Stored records
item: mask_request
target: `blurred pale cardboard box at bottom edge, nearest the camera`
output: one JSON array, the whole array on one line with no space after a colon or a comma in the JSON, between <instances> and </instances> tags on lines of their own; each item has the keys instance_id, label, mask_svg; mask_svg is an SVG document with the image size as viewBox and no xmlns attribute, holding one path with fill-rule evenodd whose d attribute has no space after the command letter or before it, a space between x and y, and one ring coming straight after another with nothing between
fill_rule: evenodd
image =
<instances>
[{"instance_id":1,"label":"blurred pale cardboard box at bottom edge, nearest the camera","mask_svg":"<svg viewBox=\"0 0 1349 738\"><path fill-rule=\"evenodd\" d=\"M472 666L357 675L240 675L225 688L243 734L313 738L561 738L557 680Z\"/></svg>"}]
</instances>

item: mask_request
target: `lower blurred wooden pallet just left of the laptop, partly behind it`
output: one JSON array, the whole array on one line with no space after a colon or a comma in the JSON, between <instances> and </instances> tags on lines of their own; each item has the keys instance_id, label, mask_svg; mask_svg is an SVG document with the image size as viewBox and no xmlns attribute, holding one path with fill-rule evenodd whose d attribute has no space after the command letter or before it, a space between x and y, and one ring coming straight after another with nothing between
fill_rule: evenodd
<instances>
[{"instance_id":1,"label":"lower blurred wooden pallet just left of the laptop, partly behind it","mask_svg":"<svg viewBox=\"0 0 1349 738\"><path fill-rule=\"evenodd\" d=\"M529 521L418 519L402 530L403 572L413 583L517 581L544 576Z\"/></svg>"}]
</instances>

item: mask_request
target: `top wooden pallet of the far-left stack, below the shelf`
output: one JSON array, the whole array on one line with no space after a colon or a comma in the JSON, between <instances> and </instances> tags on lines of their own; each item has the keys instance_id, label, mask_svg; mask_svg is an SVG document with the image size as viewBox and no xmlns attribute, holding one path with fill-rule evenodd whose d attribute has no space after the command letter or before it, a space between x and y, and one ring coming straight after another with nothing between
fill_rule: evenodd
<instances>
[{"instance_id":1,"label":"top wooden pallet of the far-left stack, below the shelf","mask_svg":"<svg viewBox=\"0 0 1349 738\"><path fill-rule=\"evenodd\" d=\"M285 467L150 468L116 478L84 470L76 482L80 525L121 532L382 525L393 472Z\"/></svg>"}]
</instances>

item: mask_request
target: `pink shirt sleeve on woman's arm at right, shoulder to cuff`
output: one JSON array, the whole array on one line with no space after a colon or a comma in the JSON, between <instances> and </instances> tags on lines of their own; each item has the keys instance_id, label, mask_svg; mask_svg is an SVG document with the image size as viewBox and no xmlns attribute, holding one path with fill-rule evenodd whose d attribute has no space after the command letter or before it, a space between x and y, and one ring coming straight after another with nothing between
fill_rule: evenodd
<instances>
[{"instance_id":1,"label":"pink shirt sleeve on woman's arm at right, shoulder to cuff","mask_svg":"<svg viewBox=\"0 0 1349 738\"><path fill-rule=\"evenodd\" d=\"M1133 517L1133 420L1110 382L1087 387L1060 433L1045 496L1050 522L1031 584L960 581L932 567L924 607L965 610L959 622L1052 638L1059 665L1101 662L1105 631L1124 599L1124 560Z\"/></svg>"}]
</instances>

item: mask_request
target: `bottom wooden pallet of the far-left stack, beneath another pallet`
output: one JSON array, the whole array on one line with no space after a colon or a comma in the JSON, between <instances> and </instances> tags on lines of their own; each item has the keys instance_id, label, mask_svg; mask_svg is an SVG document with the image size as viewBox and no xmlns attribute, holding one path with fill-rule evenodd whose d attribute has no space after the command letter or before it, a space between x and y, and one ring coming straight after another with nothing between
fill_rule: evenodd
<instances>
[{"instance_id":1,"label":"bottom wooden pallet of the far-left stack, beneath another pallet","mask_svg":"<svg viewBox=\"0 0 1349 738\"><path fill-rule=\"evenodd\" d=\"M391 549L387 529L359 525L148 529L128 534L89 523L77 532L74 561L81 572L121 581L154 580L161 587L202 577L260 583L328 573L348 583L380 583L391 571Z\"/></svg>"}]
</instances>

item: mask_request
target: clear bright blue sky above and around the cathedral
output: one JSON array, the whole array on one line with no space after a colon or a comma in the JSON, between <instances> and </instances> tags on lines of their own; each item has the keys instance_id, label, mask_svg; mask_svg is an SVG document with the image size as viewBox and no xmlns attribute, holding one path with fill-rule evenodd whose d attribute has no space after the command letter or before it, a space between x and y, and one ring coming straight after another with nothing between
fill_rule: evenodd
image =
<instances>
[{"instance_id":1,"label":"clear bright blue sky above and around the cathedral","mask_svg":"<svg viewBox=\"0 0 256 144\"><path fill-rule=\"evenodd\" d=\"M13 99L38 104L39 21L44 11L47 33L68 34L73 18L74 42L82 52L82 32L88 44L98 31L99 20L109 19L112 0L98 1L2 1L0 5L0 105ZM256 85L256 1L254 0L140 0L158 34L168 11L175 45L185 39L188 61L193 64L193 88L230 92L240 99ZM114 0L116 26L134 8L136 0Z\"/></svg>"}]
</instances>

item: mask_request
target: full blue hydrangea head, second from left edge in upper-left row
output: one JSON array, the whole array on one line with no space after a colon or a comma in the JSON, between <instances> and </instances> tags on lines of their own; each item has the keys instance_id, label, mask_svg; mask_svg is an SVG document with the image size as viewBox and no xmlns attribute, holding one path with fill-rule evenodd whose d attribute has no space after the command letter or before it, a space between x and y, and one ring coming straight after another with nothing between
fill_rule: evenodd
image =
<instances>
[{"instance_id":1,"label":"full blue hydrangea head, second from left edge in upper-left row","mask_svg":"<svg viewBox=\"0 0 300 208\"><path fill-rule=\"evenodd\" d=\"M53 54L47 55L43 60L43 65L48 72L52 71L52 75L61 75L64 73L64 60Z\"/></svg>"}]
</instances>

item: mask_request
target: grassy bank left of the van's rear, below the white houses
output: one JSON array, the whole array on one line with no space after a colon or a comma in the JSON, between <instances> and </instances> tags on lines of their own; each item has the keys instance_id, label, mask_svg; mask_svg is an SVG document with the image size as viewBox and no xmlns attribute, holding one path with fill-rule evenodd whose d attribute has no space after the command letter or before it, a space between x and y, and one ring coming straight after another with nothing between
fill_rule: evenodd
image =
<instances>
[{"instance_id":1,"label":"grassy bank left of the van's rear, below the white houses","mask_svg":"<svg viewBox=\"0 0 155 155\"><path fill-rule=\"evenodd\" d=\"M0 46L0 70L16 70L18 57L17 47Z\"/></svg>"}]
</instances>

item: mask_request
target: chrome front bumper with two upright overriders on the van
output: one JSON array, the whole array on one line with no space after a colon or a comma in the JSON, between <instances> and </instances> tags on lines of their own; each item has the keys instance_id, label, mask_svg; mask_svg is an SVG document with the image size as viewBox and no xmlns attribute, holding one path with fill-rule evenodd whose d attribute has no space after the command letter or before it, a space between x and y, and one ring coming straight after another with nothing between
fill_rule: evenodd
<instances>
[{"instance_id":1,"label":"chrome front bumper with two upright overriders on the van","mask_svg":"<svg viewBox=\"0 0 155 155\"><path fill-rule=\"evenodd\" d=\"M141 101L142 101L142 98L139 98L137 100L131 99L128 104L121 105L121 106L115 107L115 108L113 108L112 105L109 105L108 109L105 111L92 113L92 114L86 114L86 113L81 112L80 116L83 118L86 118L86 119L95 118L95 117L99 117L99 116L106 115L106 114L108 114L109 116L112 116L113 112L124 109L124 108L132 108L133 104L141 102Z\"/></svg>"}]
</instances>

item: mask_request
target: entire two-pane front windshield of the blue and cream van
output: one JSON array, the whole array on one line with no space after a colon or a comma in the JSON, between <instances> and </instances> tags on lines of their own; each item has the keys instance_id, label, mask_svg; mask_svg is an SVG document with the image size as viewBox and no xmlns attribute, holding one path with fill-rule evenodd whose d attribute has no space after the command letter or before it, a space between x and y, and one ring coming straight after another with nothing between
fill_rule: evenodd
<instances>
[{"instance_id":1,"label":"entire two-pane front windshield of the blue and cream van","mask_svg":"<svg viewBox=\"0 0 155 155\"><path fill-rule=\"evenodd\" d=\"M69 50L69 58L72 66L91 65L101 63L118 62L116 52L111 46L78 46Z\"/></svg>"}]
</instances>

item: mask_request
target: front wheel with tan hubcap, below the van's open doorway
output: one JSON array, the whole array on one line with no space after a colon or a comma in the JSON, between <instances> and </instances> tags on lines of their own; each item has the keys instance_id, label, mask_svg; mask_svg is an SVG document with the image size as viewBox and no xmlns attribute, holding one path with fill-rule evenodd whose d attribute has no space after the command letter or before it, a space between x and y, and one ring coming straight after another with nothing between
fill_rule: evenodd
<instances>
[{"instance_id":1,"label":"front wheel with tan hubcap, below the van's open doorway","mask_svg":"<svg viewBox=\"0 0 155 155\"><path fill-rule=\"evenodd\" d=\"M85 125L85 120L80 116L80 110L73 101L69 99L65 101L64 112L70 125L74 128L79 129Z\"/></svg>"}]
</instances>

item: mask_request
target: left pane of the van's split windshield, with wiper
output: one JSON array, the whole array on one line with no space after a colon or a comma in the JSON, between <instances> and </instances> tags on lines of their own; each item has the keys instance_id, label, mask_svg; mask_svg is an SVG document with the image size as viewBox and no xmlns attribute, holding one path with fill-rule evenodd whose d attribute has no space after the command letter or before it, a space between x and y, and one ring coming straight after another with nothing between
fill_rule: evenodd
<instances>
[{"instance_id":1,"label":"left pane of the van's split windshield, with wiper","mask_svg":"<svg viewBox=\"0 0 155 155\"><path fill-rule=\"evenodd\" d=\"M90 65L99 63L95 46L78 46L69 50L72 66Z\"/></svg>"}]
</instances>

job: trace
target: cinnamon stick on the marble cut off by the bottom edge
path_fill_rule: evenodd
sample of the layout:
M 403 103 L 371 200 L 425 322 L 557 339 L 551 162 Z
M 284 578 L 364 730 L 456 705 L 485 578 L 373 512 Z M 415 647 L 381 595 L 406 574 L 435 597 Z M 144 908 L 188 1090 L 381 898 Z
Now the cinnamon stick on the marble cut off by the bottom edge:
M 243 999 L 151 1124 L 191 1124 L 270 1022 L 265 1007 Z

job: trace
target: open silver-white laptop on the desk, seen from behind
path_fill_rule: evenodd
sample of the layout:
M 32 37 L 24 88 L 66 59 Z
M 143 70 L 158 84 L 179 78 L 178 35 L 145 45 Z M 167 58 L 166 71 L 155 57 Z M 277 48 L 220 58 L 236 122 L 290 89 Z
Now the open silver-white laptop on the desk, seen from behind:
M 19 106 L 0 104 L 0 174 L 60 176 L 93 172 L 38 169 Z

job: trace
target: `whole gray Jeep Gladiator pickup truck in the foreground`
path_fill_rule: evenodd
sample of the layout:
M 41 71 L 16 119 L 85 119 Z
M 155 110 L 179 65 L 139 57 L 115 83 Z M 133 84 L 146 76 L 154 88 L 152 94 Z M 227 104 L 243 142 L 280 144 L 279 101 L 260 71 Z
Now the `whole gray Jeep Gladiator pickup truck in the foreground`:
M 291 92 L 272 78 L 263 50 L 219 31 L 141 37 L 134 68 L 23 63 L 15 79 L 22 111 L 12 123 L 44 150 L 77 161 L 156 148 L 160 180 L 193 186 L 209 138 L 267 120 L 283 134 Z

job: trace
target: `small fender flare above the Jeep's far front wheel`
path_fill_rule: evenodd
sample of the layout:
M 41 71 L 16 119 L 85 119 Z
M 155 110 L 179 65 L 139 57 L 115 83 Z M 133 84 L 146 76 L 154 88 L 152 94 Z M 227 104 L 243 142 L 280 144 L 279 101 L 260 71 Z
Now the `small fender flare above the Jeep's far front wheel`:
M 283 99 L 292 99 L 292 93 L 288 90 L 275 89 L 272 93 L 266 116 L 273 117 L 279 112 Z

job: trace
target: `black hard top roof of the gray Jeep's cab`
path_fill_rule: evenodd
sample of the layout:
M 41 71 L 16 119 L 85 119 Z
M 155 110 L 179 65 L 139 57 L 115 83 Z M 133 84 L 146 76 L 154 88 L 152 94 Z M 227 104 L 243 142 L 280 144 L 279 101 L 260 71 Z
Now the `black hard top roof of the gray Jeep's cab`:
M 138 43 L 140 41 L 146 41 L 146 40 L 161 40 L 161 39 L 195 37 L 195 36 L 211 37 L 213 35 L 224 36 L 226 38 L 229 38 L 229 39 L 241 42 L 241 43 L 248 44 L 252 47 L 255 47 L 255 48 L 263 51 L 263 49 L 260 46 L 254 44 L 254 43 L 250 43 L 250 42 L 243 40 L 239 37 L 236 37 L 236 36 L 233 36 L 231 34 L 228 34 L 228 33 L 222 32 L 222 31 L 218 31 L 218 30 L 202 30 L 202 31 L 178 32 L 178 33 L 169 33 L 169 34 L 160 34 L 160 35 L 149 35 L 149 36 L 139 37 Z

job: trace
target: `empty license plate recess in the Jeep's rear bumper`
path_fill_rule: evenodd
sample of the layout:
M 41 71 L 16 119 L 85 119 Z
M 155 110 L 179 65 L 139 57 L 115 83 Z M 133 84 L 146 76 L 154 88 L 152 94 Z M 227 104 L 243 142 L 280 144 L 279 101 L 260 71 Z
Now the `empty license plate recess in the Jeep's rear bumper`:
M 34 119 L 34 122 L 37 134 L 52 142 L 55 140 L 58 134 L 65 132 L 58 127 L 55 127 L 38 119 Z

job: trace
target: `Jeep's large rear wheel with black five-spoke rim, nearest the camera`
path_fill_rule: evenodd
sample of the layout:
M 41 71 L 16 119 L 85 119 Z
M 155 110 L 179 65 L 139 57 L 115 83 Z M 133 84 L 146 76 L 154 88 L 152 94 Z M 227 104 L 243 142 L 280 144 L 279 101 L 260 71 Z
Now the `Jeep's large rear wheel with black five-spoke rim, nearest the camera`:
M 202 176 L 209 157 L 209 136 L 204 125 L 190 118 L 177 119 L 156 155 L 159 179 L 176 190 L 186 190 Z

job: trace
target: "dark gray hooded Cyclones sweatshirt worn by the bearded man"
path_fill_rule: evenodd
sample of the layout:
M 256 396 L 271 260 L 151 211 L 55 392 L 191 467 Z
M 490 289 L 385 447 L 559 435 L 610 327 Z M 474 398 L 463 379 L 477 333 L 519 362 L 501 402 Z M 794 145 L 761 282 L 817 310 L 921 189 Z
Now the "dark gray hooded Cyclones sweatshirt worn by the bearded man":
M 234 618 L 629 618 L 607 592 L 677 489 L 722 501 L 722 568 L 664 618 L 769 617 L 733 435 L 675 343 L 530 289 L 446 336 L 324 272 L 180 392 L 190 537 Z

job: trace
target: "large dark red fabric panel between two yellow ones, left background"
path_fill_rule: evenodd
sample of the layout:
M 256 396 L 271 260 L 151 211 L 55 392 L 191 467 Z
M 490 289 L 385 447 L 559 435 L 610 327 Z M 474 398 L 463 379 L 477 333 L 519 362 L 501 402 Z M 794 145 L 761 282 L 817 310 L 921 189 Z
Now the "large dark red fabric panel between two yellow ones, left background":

(WHAT YOU HAVE TO DO): Extract every line above that contains the word "background".

(OUTPUT OF THE TASK):
target: "large dark red fabric panel between two yellow ones, left background"
Now the "large dark red fabric panel between two yellow ones, left background":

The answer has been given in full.